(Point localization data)
^^^^
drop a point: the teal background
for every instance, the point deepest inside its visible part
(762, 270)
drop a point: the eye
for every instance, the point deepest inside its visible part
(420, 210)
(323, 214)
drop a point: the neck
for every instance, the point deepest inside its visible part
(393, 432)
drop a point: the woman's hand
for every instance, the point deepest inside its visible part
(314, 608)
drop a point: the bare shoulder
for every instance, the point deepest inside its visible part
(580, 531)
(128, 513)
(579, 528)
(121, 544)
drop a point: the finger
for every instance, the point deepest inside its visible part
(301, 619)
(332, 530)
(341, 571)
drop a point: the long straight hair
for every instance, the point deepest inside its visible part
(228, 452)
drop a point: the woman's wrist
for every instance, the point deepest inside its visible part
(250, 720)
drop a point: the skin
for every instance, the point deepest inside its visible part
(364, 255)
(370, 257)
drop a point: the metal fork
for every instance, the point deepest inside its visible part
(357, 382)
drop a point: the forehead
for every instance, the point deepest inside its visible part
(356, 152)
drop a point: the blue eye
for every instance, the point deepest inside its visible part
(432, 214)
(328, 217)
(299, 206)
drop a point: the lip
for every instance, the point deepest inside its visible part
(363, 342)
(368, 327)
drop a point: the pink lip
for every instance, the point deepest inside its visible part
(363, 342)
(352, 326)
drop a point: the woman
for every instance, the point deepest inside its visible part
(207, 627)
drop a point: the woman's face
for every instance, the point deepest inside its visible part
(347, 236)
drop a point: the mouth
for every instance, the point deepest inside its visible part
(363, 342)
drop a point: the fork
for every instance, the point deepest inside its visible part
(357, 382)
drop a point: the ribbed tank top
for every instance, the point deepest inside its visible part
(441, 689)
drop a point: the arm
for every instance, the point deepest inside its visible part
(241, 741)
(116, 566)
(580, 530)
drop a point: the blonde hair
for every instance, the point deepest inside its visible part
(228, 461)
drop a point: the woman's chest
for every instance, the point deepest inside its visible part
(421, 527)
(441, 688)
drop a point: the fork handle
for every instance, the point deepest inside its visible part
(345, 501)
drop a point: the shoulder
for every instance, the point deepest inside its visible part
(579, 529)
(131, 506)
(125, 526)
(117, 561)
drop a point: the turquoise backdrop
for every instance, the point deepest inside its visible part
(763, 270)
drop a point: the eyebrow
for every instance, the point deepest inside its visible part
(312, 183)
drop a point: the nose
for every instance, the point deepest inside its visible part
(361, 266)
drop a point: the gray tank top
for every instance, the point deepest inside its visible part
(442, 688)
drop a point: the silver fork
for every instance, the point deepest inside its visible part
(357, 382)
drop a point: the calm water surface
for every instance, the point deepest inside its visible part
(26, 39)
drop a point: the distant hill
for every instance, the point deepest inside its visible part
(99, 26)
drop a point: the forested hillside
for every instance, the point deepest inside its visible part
^^^^
__WHAT IS BEING ASKED__
Pull every line containing "woman" from the entries above and copy it.

__RESPONSE AREA__
drop a point: the woman's hand
drop a point: the woman's wrist
drop a point: the woman
drop a point: the woman's face
drop a point: the woman's chest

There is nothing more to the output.